* **Passage**
━━━━━━━━━━━━━━━━━━━━
Schema validation is the act of checking that an instance document matches a schema. Every mainstream XML tool chain — every IDE plugin, every command-line utility, every library in every programming language — supports it. Performing validation early and often is the single most effective discipline a FundsXML practitioner can adopt.
Validation produces errors of two very different kinds, and learning to distinguish them is half the battle.
Well-formedness errors are syntactic: the file is not even XML. Typical messages are "mismatched tag", "attribute value not quoted", "premature end of data", or "encoding error". A well-formedness error means no further validation is possible — the parser cannot build a tree.
Schema validity errors are structural: the file is valid XML but does not match the schema. Typical messages are "element X not expected here", "attribute Y is required but missing", "value Z does not match pattern", or "element W has invalid child element V".
The distinction matters because the two classes of error are fixed differently. A well-formedness error is almost always the result of a tool that was not designed to emit XML — a template-based generator, a hand edit, a buggy library. A schema validity error is almost always a semantic mismatch: the producer's understanding of the vocabulary diverged from the schema's.
━━━━━━━━━━━━━━━━━━━━
For each statement, answer yes or no according to the passage on schema validation, and quote the words from the passage that settle it.
1. A well-formedness error still allows the parser to build a tree.
2. A file with a schema validity error is valid XML.
3. Schema validity errors usually come from a buggy library.

Rows from a pointing dataset
━━━━━━━━━━━━━━━━━━━━
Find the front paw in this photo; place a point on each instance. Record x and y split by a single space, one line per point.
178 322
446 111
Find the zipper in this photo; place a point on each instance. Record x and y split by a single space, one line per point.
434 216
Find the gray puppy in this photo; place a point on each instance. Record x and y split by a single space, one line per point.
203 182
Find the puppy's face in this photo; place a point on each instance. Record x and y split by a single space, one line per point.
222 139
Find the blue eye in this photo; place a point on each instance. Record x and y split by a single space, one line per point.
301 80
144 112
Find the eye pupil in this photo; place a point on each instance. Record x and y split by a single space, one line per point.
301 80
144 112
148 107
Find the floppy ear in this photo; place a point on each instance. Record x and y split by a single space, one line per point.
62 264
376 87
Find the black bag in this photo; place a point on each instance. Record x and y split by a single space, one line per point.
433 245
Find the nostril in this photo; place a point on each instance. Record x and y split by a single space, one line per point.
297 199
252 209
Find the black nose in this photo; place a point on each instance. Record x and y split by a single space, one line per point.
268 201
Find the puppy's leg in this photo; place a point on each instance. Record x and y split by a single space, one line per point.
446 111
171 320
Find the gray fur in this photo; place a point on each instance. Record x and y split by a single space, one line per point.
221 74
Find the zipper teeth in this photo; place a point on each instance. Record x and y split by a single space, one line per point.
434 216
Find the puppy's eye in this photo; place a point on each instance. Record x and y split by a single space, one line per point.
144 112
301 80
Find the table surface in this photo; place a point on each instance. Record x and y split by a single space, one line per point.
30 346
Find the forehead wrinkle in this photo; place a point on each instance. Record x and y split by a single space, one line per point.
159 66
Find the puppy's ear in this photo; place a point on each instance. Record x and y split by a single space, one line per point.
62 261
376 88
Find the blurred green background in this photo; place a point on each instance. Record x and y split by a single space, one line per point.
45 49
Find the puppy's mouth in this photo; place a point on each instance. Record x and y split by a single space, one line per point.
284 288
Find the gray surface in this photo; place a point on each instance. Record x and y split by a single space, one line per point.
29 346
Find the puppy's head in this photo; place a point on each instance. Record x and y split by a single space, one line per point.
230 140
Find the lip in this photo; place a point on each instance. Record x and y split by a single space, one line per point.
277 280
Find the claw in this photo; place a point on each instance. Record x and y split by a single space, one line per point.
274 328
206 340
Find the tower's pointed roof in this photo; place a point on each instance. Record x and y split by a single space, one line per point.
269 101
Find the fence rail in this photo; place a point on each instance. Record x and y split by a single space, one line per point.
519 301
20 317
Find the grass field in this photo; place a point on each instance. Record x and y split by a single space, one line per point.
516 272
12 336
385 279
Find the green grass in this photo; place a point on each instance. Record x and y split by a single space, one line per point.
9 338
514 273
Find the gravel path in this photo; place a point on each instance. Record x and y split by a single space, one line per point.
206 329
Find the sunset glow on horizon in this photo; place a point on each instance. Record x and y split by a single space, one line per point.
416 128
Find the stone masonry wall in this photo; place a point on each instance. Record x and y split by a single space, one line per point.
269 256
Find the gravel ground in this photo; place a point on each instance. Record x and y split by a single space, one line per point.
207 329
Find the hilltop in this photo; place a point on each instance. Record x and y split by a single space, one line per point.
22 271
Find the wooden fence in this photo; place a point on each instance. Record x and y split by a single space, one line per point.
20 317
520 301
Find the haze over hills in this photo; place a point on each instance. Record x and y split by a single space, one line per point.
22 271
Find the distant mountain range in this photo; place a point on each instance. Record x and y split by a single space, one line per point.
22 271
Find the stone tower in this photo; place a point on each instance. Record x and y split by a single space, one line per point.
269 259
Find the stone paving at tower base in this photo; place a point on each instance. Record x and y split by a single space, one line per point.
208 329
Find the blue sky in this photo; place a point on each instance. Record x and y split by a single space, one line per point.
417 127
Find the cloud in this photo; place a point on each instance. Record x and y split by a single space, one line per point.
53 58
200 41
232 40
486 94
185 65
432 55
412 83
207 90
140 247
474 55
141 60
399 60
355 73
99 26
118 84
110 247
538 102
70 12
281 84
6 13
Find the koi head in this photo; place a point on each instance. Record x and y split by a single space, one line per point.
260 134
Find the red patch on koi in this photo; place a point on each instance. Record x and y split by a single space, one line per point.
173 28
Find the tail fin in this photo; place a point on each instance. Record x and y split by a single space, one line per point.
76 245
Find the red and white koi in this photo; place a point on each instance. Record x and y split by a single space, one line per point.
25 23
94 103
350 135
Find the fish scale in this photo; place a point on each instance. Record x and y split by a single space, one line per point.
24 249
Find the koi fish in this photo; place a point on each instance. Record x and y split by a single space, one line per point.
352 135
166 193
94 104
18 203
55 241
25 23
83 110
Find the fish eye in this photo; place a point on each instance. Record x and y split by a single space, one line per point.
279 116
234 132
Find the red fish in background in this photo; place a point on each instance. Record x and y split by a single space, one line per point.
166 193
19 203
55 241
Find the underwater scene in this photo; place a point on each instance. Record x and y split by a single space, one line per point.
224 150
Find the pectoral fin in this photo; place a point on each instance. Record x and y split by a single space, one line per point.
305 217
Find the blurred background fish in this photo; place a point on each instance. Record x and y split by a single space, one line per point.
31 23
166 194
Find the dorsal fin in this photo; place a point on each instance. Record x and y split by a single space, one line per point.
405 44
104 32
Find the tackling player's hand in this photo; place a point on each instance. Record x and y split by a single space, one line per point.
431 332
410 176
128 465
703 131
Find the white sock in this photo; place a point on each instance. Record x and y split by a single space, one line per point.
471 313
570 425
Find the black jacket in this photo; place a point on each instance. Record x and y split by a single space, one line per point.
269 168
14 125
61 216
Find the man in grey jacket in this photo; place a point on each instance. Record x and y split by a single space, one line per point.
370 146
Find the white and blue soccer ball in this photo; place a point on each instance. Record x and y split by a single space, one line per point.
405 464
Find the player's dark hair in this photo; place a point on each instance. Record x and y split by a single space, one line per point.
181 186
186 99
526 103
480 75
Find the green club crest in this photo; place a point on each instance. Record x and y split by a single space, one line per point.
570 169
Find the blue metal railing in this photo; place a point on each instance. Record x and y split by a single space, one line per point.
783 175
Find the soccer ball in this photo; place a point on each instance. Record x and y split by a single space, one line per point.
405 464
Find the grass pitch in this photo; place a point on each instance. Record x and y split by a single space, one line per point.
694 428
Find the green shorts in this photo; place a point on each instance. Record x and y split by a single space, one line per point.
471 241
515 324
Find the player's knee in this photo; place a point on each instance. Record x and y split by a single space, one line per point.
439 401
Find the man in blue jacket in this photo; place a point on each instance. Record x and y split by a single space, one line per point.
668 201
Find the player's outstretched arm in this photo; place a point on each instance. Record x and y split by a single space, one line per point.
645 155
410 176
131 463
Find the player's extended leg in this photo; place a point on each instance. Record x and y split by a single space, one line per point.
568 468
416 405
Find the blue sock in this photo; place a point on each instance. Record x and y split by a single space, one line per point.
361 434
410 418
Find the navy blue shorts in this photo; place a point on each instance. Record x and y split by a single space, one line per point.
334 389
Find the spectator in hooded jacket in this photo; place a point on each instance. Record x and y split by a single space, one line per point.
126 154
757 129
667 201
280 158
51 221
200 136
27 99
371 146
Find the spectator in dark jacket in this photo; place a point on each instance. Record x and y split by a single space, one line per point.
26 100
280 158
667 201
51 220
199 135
━━━━━━━━━━━━━━━━━━━━
* **Completed exercise**
1. No: "the parser cannot build a tree"
2. Yes: "the file is valid XML but does not match the schema"
3. No: "A schema validity error is almost always a semantic mismatch"